Tuesday, August 11, 2009

Low tide, and I walked out to Crovinish,
the island where my neighbor Pat grew up,
to his uninhabited childhood house attended now
only by sheep, gulls, a solitary blackbird.
Slipped over dillisk and bladderwrack
and carrageen, through squelching mud,
thirty minutes each way. Attentive to the change
in the water level, on a barely visible path.
When the tide is out is this all one big island?
I don’t know the answer.
When the tide is high, some islands disappear,
and then do they lose, temporarily, their island
status? Are there 365 islands (the official count)
at low tide and, say, 254 at high tide?
Who measures this, and how?
And more importantly (to me), who gets to decide?
These are things to learn.

I’ve looked west to this island for nearly four years,
during relentless wind and solstice sunsets.
I’ve watched Pat drive his sheep to Crovinish,
his dog Jack rounding up stragglers. I’ve attempted to
reach it many times, and always was turned away by
rising water. So I’ve kept track, this week, of the pattern
of ingress, of egress. And today, finally, I made it
all the way over hummock and stream,
over volcanic boulders and fossil-etched stones.

Bundled wire blocks the stairs
from beach to house, but I skirted it by scaling
a dry-stone wall and easing myself up and over
a wire mercifully free of barbs. Pat has replaced
all the old windows with new vinyl windows, and the roof
is sound, so the house sits snug and dry on this
lonely outcropping of rock and field. Though locked,
I could see inside to a worn-out plaid sofa, an armoire,
a table and the few odd chairs. A mirror above a fireplace.
A black kettle suspended on a hook in the fireplace.
(Several fireplaces.) Everything thick with the cobwebs
of unattended existence.
────
**SHORT TASK**
Translate this sentence from the Crovinish passage into Spanish: "I’ve looked west to this island for nearly four years, during relentless wind and solstice sunsets."

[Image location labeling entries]
────
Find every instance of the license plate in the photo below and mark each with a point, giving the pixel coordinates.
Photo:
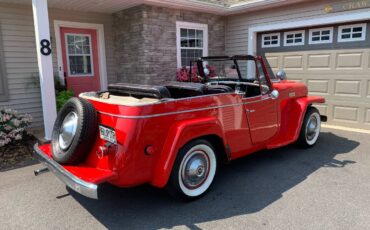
(107, 134)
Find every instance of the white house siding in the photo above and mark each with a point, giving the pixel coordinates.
(19, 52)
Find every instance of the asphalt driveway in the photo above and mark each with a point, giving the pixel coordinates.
(326, 187)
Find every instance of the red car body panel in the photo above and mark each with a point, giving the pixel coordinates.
(240, 125)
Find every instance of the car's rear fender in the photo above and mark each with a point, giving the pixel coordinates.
(180, 134)
(292, 114)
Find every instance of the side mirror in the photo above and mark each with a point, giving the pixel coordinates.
(281, 74)
(275, 94)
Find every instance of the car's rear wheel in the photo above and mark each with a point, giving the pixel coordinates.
(194, 170)
(310, 130)
(74, 131)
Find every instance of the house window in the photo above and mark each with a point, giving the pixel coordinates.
(294, 38)
(321, 35)
(79, 54)
(192, 42)
(270, 40)
(349, 33)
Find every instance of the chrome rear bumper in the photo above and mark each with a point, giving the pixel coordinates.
(84, 188)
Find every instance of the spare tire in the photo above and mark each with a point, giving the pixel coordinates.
(74, 131)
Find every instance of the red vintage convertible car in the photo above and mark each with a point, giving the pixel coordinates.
(177, 134)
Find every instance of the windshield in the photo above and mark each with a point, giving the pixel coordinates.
(226, 69)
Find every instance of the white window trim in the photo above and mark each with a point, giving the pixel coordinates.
(363, 35)
(311, 31)
(270, 35)
(190, 25)
(294, 33)
(101, 48)
(91, 56)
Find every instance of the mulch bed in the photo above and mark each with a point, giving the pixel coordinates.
(17, 155)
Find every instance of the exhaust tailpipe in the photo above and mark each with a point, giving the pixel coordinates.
(40, 171)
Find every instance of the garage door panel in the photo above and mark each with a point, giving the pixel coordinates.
(350, 61)
(367, 116)
(347, 88)
(294, 62)
(320, 87)
(319, 62)
(273, 61)
(345, 114)
(341, 76)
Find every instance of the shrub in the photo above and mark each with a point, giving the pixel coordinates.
(63, 97)
(13, 126)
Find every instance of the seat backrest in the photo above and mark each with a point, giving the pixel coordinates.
(138, 90)
(185, 89)
(215, 89)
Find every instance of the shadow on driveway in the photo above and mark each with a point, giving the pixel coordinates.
(245, 186)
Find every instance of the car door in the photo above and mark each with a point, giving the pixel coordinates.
(261, 110)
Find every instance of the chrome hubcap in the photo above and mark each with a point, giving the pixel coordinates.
(311, 129)
(195, 170)
(68, 130)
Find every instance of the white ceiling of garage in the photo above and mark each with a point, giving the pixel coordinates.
(222, 7)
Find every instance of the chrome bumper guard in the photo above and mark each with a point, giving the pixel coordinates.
(84, 188)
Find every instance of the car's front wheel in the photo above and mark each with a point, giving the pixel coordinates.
(194, 170)
(310, 129)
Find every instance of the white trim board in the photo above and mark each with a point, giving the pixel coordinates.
(101, 48)
(324, 20)
(190, 25)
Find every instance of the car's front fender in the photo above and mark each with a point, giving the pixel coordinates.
(292, 115)
(180, 134)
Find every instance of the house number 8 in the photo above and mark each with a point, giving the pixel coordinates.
(45, 47)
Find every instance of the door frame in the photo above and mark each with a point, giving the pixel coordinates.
(101, 48)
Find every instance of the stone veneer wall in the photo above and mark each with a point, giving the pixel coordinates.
(145, 41)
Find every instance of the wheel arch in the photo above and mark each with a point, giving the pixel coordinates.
(291, 119)
(179, 135)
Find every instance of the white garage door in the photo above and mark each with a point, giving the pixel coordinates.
(341, 76)
(333, 61)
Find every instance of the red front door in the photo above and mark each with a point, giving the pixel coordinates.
(80, 59)
(262, 117)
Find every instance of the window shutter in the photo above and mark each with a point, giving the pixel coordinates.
(3, 77)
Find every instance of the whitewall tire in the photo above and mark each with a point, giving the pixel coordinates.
(194, 170)
(310, 130)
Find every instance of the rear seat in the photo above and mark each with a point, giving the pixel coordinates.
(185, 89)
(215, 89)
(139, 91)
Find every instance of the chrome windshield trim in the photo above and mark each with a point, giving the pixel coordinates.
(80, 186)
(183, 111)
(170, 113)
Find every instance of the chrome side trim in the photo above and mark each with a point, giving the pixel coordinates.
(170, 113)
(183, 111)
(84, 188)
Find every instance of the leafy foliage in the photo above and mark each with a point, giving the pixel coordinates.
(62, 97)
(13, 126)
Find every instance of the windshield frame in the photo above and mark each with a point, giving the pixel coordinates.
(235, 59)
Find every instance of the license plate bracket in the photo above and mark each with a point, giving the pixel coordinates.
(107, 134)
────
**THE COMPLETED TASK**
He mirado hacia el oeste, hacia esta isla, durante casi cuatro años, entre vientos implacables y atardeceres de solsticio.